ASSIGNMENT
Carry on the news report about the Bloody Sunday anniversary from the point where it stops, adding new text after its final sentence.
━━━━━ TEXT PROVIDED ━━━━━
A Minute Of Silence

British paratrooper grabs protester during Bloody Sunday march, 1972
Relatives of 13 people slain by British soldiers observed a minute's silence Wednesday at the spot of the 1972 massacre, which fueled Catholic support for the Irish Republican Army and worldwide anger at Britain's role in Northern Ireland.

In an icy breeze and fading winter light, more than 3,000 people gathered in Londonderry's Bogside district at a gray stone memorial to the dead of Bloody Sunday.

Exactly 30 years before on Jan. 30, 1972, soldiers from Britain's elite Parachute Regiment stormed into the area at the end of a major illegal demonstration and opened fire in bitterly disputed circumstances.

A 1972 inquiry ruled that the soldiers' firing appeared reckless but that at least some of those slain had been firing weapons or throwing homemade grenades. That verdict, since retracted by Britain, infuriated witnesses who said the soldiers fired without sufficient provocation on an unarmed crowd. No soldier suffered injuries, while five of their civilian victims were fatally shot in the back.

A new investigation, which has been gathering evidence since 1998 with its headquarters in Londonderry's nearby Guildhall, paused its deliberations Wednesday as a mark of respect to the families commemorating their dead.

The Bloody Sunday Inquiry led by judges from England, Australia and Canada expects to publish conclusions in 2004 after hearing testimony from more than 1,000 people, among them the former soldiers who opened fire.
━━━━━ EXCERPTED DATA ━━━━━
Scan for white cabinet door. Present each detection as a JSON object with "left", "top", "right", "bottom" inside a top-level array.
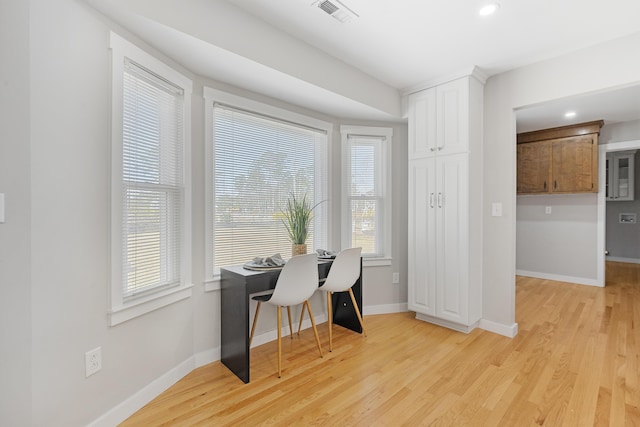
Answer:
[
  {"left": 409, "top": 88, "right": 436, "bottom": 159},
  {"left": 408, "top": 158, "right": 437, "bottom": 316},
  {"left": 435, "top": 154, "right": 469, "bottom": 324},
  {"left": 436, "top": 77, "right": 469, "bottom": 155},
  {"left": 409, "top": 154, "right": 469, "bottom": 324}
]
━━━━━
━━━━━ EXCERPTED DATA ━━━━━
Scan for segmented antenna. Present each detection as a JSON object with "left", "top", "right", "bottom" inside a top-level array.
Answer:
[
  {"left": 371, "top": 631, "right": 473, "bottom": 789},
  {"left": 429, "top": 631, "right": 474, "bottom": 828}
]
━━━━━
━━━━━ EXCERPTED DATA ━━━━━
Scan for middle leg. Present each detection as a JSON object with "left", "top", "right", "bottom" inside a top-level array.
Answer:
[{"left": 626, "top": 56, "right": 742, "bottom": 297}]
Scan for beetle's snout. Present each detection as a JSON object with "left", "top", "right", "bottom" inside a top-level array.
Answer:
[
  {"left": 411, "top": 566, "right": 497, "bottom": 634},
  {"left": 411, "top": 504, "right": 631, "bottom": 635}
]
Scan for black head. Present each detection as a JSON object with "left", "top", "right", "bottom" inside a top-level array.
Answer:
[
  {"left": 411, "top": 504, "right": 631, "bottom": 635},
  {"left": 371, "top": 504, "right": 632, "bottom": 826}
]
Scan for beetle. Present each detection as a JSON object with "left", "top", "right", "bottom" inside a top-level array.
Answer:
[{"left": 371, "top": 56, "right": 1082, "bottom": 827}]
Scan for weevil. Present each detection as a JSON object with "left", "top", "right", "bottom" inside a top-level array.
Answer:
━━━━━
RESPONSE FOR THIS EXERCISE
In London, Prime Minister Tony Blair defended his authorization of the new probe, which has already cost British taxpayers more than $90 million, mostly to pay the fees of lawyers.

Gerald Howarth, an opposition lawmaker whose constituency includes the Parachute Regiment's English headquarters, contended that the new probe "has served only to reopen deep wounds that should have been allowed to heal."

"One of the reasons for having the inquiry was that the wounds have not healed," countered Blair, who called it important "to get to the truth of what happened, even though it happened a long time ago, because what happened a long time ago affects the present time as well."

Although Wednesday was the calendar anniversary of Bloody Sunday, the major commemoration in Londonderry was scheduled for this Sunday, when tens of thousands of people are expected to retrace most of the route of the 1972 protest.

Bloody Sunday campaigners claim there was a 14th fatality, 59-year-old John Johnston, who was the first person shot that day. Johnson, who had been hit in the legs and arms, died on June 16, 1972, from a brain tumor.